Arrange the items as a numbered list, leaving out blank lines, from the line with "Where can the woman's right" to the line with "[1095, 191]", both ends included. List only those lines.

Input for this task ->
>> BEGIN

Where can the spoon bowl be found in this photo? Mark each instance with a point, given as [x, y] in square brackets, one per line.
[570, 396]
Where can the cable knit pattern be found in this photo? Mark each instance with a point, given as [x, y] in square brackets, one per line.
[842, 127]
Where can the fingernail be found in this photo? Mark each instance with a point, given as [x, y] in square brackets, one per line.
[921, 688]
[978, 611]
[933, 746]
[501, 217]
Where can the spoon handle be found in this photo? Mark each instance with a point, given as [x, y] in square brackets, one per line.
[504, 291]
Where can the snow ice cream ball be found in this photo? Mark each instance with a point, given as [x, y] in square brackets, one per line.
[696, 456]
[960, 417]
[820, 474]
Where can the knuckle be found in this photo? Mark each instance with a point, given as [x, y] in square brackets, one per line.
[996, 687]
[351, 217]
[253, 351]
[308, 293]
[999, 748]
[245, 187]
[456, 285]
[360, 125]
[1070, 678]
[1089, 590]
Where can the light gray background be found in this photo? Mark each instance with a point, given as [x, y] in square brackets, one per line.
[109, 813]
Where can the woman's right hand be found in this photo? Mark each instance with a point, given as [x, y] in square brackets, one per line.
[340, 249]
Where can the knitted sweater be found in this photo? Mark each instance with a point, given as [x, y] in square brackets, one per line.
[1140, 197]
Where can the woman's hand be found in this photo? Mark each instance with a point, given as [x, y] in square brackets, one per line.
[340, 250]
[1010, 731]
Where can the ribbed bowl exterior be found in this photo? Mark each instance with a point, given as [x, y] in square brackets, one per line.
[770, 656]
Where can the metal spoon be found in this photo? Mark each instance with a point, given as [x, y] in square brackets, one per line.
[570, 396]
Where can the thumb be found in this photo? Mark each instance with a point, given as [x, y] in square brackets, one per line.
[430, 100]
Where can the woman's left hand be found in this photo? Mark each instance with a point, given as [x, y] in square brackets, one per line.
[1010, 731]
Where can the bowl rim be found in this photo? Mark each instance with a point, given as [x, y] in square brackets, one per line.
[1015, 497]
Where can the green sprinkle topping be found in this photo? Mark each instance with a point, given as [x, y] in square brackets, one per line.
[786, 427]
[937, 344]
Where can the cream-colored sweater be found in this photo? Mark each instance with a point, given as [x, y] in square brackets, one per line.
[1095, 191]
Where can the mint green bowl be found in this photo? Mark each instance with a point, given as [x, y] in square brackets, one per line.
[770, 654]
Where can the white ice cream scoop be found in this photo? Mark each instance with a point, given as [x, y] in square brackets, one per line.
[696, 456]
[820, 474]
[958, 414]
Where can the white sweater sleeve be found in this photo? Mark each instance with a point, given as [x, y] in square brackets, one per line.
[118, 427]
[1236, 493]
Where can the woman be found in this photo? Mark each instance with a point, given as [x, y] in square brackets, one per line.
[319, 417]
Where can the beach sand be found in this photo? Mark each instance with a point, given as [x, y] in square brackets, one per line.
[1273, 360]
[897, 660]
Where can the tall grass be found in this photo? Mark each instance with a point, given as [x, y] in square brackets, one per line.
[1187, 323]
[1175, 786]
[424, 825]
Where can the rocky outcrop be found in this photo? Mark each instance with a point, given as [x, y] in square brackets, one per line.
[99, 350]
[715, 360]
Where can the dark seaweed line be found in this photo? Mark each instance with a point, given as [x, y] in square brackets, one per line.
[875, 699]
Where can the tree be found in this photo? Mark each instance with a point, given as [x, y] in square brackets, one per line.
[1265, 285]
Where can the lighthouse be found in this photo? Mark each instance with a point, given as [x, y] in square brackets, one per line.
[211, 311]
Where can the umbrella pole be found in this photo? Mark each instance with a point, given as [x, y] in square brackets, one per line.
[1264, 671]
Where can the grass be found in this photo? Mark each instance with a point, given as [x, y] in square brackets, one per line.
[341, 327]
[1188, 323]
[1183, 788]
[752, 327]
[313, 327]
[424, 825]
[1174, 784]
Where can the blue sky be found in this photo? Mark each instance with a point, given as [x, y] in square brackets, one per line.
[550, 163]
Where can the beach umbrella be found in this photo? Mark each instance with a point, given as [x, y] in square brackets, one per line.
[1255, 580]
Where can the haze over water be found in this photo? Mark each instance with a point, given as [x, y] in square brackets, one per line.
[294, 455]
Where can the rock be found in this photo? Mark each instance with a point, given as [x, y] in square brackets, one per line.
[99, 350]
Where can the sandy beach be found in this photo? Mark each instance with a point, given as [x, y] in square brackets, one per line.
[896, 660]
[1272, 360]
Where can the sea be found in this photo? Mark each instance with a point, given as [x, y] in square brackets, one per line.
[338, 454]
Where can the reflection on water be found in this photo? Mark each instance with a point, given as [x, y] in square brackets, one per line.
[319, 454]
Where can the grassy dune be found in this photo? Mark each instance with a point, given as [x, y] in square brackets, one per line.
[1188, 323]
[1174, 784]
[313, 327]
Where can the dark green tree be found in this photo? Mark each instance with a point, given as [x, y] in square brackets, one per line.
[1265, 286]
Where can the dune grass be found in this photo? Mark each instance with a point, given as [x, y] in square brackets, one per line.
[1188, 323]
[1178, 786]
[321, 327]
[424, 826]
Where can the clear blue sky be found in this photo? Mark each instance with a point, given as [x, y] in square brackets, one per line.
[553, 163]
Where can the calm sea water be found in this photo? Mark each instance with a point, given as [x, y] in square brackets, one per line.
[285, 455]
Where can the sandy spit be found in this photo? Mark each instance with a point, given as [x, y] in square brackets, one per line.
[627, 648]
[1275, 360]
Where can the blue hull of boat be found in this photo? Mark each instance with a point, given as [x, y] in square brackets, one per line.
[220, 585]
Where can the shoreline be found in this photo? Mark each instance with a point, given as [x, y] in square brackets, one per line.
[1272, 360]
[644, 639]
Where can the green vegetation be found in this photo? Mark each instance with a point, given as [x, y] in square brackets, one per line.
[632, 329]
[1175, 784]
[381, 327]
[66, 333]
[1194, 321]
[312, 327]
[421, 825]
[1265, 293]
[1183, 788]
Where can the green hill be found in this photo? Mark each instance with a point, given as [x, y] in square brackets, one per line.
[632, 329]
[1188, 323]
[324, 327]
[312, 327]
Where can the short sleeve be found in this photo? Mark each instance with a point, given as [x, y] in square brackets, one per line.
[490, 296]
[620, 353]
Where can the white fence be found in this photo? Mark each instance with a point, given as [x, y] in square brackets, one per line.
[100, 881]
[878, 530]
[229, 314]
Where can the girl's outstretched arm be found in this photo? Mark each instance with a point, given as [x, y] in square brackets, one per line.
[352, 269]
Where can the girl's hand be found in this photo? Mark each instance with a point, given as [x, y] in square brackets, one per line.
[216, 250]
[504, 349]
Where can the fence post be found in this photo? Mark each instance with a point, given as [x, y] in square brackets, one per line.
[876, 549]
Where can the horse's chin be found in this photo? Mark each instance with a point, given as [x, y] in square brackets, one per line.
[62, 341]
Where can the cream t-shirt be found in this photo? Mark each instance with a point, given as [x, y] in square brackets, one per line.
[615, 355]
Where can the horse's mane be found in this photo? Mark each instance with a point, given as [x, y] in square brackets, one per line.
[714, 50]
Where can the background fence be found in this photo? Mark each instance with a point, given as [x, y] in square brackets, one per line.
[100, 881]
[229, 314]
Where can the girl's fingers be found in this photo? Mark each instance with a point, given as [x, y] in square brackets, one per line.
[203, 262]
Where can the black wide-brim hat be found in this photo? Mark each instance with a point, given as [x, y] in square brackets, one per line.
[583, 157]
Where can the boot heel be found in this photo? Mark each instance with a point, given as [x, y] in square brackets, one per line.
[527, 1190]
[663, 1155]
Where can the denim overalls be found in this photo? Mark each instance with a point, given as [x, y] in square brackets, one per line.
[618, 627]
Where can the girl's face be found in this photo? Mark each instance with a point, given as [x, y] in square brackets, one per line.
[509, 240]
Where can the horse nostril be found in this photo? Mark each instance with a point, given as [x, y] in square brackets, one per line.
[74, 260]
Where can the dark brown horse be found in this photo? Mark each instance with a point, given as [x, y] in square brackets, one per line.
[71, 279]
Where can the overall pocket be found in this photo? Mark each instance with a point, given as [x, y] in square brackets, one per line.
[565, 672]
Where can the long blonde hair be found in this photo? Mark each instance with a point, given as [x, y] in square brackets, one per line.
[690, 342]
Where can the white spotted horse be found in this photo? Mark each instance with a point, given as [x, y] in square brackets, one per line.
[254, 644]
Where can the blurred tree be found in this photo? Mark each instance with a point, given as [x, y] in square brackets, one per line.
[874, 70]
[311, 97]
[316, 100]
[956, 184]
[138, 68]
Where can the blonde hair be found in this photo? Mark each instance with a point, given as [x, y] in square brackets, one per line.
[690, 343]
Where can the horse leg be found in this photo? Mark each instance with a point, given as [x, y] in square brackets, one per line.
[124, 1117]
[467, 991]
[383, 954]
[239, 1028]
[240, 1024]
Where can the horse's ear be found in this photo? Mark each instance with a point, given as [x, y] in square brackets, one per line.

>> END

Exercise solution ->
1. Where can the woman's right hand be found in this photo? Mark each instance with a point, given as [x, y] in square brackets, one per line.
2. [340, 249]
3. Where can the knitted sweater be found in this photo? Mark each instance with a point, given as [x, y] in square brackets, one per line.
4. [1140, 197]
5. Where can the woman's hand be found in this photo? Mark each instance with a point, given as [x, y] in square brackets, one per line.
6. [340, 250]
7. [1010, 731]
8. Where can the ribbed bowl exterior be found in this photo? Mark each instance with a point, given as [x, y] in square brackets, one per line.
9. [770, 656]
10. Where can the metal spoon be found in this photo? Mark each instance with a point, given as [x, y] in square brackets, one per line.
11. [570, 396]
12. Where can the thumb be found in this photo? Mark each instance with a point, given as [x, y] in square brackets, one per line.
13. [430, 100]
14. Where can the woman's left hand be found in this photo? Mark each instance with a point, given as [x, y] in square brackets, one per line.
15. [1010, 731]
16. Where can the bowl rim be found in this photo? Mark each instance with a point, given as [x, y] in square brackets, one per line.
17. [1015, 497]
18. Where can the green sprinkle topping be found in this photo? Mark each instance with a point, given as [x, y] in square brackets, one per line.
19. [786, 427]
20. [937, 344]
21. Where can the cream-colored sweater be found in this photo? Mark each instance with a point, given as [x, y] in square brackets, one per line.
22. [1095, 191]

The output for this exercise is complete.